Data extracted from a collection:

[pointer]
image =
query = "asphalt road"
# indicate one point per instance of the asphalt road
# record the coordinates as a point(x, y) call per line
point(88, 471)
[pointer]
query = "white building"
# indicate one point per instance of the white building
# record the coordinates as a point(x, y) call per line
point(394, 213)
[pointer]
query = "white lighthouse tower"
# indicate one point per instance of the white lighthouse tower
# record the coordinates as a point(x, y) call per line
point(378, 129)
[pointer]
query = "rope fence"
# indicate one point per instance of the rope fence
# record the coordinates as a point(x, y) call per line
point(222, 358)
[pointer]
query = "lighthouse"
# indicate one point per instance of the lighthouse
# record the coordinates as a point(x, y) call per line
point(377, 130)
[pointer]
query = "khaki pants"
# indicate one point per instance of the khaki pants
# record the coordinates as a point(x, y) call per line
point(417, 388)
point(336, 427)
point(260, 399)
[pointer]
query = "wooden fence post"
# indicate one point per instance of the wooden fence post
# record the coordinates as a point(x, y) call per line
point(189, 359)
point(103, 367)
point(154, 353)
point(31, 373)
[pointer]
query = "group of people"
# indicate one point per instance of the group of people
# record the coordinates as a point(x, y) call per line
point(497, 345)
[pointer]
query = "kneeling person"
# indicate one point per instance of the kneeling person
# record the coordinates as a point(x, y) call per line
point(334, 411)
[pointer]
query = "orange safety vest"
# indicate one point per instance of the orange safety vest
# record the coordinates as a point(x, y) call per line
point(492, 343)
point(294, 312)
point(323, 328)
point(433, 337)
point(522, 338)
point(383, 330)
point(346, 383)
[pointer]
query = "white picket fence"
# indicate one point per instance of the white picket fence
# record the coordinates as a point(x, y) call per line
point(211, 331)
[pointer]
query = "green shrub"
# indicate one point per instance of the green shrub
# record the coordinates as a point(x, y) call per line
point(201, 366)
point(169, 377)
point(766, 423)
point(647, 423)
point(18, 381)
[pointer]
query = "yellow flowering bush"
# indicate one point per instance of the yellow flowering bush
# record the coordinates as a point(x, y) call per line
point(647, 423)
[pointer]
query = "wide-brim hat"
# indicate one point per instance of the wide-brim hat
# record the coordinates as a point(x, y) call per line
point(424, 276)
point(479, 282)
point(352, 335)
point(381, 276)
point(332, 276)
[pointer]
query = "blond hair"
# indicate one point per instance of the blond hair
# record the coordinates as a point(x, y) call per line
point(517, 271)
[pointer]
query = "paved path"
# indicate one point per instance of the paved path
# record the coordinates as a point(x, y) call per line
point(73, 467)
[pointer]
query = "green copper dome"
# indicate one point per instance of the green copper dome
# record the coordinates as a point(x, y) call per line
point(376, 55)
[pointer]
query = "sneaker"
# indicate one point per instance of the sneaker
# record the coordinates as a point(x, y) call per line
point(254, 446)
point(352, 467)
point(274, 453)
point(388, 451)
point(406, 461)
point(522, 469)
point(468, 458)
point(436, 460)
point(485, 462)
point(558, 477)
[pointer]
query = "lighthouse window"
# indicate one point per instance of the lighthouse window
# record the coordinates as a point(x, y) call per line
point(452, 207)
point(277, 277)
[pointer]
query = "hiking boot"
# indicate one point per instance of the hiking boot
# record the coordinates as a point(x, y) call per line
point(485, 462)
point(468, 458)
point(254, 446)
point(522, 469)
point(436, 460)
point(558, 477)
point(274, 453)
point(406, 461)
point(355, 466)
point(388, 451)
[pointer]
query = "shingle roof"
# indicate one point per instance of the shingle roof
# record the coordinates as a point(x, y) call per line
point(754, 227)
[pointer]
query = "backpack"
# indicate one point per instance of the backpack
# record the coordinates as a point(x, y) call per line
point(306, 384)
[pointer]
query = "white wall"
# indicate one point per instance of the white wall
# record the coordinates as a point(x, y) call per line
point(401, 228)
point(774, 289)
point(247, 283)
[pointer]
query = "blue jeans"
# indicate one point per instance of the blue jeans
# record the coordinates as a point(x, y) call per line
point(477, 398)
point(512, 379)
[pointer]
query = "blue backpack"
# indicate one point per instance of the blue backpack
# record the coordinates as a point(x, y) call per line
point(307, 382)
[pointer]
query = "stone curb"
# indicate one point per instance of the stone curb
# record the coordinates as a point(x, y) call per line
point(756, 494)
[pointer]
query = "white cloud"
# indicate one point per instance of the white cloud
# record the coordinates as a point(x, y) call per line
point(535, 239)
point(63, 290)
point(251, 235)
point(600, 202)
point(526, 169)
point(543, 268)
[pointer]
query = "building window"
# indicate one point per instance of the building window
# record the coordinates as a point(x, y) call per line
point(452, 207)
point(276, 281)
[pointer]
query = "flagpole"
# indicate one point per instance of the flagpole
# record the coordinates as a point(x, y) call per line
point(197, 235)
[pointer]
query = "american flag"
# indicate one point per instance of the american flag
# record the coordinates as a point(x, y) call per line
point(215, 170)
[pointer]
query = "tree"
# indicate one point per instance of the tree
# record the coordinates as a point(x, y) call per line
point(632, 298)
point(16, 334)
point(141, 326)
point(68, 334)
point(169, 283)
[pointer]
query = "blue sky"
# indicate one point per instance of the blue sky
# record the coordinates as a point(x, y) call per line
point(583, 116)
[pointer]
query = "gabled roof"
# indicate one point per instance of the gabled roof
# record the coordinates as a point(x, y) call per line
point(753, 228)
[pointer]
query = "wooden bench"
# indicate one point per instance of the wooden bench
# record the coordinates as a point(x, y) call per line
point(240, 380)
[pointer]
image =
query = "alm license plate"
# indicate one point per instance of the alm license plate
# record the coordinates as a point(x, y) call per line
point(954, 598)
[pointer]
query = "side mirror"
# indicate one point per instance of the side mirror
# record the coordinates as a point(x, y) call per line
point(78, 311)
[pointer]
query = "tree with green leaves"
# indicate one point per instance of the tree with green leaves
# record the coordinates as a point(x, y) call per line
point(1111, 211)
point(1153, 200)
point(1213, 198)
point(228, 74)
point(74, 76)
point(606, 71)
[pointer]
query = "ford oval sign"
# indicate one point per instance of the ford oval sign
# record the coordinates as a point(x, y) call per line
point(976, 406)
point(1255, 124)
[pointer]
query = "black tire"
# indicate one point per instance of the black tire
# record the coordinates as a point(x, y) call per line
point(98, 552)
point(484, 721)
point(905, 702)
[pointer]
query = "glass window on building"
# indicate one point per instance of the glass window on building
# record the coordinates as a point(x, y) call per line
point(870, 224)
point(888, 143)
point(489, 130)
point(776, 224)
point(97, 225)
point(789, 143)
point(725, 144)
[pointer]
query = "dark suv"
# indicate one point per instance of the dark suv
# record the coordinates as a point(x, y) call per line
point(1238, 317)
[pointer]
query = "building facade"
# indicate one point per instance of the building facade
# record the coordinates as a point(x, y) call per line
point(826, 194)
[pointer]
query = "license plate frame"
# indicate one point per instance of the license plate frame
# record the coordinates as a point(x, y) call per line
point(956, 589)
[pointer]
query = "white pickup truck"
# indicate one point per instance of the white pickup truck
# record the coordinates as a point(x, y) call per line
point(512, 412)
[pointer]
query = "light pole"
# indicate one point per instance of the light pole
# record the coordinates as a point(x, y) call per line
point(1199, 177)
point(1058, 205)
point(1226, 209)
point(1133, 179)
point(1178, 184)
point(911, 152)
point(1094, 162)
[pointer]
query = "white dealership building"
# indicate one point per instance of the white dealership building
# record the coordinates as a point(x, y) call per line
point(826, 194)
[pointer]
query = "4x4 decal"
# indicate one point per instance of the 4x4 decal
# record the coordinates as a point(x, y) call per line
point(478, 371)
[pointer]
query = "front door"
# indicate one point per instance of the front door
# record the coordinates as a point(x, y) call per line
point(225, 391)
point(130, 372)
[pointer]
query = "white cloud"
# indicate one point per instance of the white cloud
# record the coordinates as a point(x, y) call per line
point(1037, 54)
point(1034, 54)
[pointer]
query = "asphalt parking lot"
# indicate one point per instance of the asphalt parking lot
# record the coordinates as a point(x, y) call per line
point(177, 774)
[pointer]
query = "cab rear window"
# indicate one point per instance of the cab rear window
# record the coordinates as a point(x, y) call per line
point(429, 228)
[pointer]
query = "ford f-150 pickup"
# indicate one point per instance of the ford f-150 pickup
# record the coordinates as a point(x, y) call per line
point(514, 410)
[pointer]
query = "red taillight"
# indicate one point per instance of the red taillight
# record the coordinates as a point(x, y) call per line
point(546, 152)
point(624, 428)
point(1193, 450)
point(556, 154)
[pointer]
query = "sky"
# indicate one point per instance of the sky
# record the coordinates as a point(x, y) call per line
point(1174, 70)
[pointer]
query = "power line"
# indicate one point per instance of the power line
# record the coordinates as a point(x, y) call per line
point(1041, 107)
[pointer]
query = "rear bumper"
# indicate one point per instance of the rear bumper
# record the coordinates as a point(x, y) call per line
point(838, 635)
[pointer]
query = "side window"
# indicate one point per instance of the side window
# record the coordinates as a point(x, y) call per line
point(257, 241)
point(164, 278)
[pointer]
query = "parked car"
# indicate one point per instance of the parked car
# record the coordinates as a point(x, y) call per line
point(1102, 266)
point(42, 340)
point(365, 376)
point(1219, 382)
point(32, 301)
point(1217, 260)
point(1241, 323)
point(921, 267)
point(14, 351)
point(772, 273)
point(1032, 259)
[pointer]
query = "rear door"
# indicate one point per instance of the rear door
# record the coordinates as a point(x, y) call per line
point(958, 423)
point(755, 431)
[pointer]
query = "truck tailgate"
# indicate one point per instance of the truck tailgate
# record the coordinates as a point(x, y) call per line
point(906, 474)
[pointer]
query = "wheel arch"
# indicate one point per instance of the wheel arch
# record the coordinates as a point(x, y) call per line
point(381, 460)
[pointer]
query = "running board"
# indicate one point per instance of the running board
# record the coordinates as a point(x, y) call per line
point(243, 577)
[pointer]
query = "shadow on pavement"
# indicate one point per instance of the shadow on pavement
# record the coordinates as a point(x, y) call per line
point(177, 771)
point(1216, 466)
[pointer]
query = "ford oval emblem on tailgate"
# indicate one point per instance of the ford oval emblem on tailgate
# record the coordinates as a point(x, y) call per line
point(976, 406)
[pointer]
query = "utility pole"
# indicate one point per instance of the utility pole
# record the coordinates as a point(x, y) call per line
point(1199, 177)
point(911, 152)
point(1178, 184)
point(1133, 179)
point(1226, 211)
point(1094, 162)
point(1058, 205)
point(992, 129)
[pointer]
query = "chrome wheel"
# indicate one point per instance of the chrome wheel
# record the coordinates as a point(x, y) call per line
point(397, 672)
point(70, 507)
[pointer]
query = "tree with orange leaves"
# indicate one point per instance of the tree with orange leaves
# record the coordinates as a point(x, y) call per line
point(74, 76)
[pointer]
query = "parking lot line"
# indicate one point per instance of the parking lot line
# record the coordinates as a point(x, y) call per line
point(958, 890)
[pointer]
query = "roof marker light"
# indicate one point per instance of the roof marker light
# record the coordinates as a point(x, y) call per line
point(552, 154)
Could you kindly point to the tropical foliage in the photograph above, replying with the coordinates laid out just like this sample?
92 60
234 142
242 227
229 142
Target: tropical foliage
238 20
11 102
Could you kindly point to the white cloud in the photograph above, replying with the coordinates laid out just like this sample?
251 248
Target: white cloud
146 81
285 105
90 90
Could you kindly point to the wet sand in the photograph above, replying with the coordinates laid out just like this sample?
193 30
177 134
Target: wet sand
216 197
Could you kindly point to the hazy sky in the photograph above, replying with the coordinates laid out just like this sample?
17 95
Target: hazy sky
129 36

Task brief
Copy out every line from the data above in which the word "photograph" occurs.

Written solution
Could you kindly point to the tropical foliage in the photograph above, replying with the coordinates laid out just like this sample?
Could you kindly point to the white cloud in the photograph above, replying with the coordinates laid out just like this sample?
Could you kindly point to the wet sand in the photograph above, replying with the coordinates laid out just like this sample?
Could you kindly point to the hazy sky in the photograph above, replying with the coordinates laid out just like this sample?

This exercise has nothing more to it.